Convert all of the rows below into a Markdown table with the columns "No." and "Line", numbering each line and omitting blank lines. Leave the pictures out of the table.

**DATA RECORDS**.
^^^^
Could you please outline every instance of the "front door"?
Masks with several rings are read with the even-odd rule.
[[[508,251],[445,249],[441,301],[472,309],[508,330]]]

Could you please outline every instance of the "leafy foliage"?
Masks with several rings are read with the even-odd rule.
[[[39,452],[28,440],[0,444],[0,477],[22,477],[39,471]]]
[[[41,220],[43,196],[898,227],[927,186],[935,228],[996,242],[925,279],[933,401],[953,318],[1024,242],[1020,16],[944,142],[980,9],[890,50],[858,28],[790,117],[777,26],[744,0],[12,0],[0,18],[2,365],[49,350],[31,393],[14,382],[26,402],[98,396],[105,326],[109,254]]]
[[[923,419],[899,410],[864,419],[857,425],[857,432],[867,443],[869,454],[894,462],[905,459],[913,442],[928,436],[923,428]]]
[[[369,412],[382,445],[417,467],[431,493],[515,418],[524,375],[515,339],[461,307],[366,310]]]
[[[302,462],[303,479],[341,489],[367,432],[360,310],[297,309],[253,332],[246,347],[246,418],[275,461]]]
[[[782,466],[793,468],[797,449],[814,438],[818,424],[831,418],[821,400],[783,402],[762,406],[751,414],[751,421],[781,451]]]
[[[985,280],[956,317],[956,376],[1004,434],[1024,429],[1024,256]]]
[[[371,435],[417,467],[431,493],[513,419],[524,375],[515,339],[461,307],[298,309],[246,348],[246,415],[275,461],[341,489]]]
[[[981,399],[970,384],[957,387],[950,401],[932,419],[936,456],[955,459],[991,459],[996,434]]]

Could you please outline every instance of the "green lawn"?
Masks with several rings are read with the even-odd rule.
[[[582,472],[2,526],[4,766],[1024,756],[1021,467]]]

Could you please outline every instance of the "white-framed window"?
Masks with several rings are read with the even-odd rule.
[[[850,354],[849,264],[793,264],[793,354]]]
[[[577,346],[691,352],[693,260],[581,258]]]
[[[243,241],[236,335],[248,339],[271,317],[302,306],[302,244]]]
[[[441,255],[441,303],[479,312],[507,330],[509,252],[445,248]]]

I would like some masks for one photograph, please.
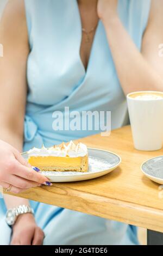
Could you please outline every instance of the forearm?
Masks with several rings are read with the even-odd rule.
[[[1,126],[0,134],[0,139],[10,144],[20,152],[22,151],[23,135],[16,133],[5,126]],[[4,194],[4,199],[8,209],[14,208],[20,205],[29,204],[28,200],[7,194]]]
[[[139,52],[117,16],[103,21],[120,83],[126,94],[163,90],[161,78]]]

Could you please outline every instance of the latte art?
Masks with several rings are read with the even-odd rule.
[[[161,96],[158,95],[139,95],[137,96],[135,98],[136,100],[161,100],[163,99],[162,97]]]
[[[150,101],[163,100],[163,93],[158,93],[156,92],[155,93],[139,92],[130,94],[129,97],[137,100]]]

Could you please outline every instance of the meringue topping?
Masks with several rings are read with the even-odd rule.
[[[87,154],[86,145],[79,142],[76,145],[72,141],[67,146],[63,142],[59,146],[54,146],[49,148],[45,148],[44,145],[41,149],[33,148],[28,152],[30,156],[60,156],[78,157],[85,156]]]

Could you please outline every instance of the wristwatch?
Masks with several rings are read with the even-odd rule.
[[[15,223],[19,215],[24,214],[34,214],[34,210],[29,205],[19,205],[15,208],[9,209],[6,214],[5,221],[9,226]]]

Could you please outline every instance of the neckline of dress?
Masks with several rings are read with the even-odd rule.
^^^^
**TASK ANSWER**.
| No. | Line |
|---|---|
| 1 | Could you please outline every instance of the "front door"? |
| 2 | Masks with several rings are read with the even-odd rule. |
| 3 | [[[508,251],[445,249],[441,301],[472,309],[508,330]]] |
| 4 | Could you please outline every instance of the "leafy foliage"? |
| 5 | Masks with several rings are read with the even-odd rule. |
| 6 | [[[39,452],[28,440],[0,444],[0,477],[22,477],[39,471]]] |
| 7 | [[[41,220],[43,196],[898,227],[927,186],[935,228],[996,242],[925,279],[933,401],[953,318],[1024,242],[1020,16],[944,142],[980,9],[890,50],[858,28],[790,117],[777,26],[744,0],[12,0],[0,18],[2,365],[49,350],[31,393],[14,382],[26,402],[98,396],[105,326],[109,254]]] |
| 8 | [[[923,419],[899,410],[864,419],[857,425],[857,432],[867,443],[869,454],[894,462],[905,459],[913,442],[928,436],[923,428]]] |
| 9 | [[[369,412],[382,445],[417,467],[431,493],[515,418],[524,375],[515,339],[461,307],[366,310]]] |
| 10 | [[[302,462],[303,479],[341,489],[367,432],[360,310],[297,309],[253,332],[246,347],[246,418],[275,461]]] |
| 11 | [[[782,466],[793,468],[797,449],[814,438],[818,424],[831,418],[821,400],[783,402],[762,406],[751,414],[751,421],[781,451]]] |
| 12 | [[[985,280],[956,317],[956,376],[1004,434],[1024,429],[1024,256]]] |
| 13 | [[[371,435],[417,467],[431,493],[513,419],[524,375],[515,339],[461,307],[298,309],[246,348],[246,415],[275,461],[341,489]]] |
| 14 | [[[981,399],[970,384],[957,387],[950,401],[932,419],[936,456],[955,459],[991,459],[996,434]]] |
| 15 | Could you please outline every instance of the "green lawn"? |
| 16 | Masks with several rings are read with the even-odd rule. |
| 17 | [[[582,472],[2,526],[4,766],[1024,756],[1021,467]]] |
| 18 | Could you please outline every instance of the "white-framed window"? |
| 19 | Masks with several rings are read with the even-odd rule. |
| 20 | [[[850,354],[849,264],[793,264],[793,354]]] |
| 21 | [[[577,346],[691,352],[693,260],[581,258]]] |
| 22 | [[[243,241],[236,335],[248,339],[271,317],[302,306],[302,244]]] |
| 23 | [[[441,255],[441,303],[479,312],[507,330],[509,252],[445,248]]] |
| 24 | I would like some masks for one photograph, please. |
| 25 | Could you please outline every instance of the forearm? |
| 26 | Masks with several rings are read with the even-odd rule. |
| 27 | [[[1,126],[0,134],[0,139],[10,144],[20,152],[22,151],[23,135],[16,133],[5,126]],[[4,194],[4,199],[8,209],[14,208],[20,205],[29,204],[28,200],[7,194]]] |
| 28 | [[[139,52],[117,16],[103,21],[120,83],[126,94],[163,90],[161,78]]] |
| 29 | Could you please outline every instance of the latte art? |
| 30 | Masks with several rings are read with the even-odd rule. |
| 31 | [[[161,96],[158,95],[139,95],[137,96],[135,98],[136,100],[161,100],[163,99],[162,97]]] |
| 32 | [[[150,101],[163,100],[163,93],[158,93],[156,92],[155,93],[139,92],[130,94],[129,97],[137,100]]] |
| 33 | Could you please outline every instance of the meringue topping? |
| 34 | Masks with several rings are read with the even-odd rule. |
| 35 | [[[87,154],[86,145],[79,142],[76,145],[72,141],[67,146],[63,142],[59,146],[54,146],[49,148],[45,148],[44,145],[41,149],[33,148],[28,152],[30,156],[60,156],[78,157],[85,156]]] |
| 36 | Could you please outline every instance of the wristwatch? |
| 37 | Masks with several rings are read with the even-odd rule. |
| 38 | [[[15,223],[19,215],[24,214],[34,214],[34,210],[29,205],[19,205],[15,208],[9,209],[6,214],[5,221],[9,226]]] |
| 39 | Could you please outline every instance of the neckline of dress? |
| 40 | Masks with several rings are read with the even-odd rule. |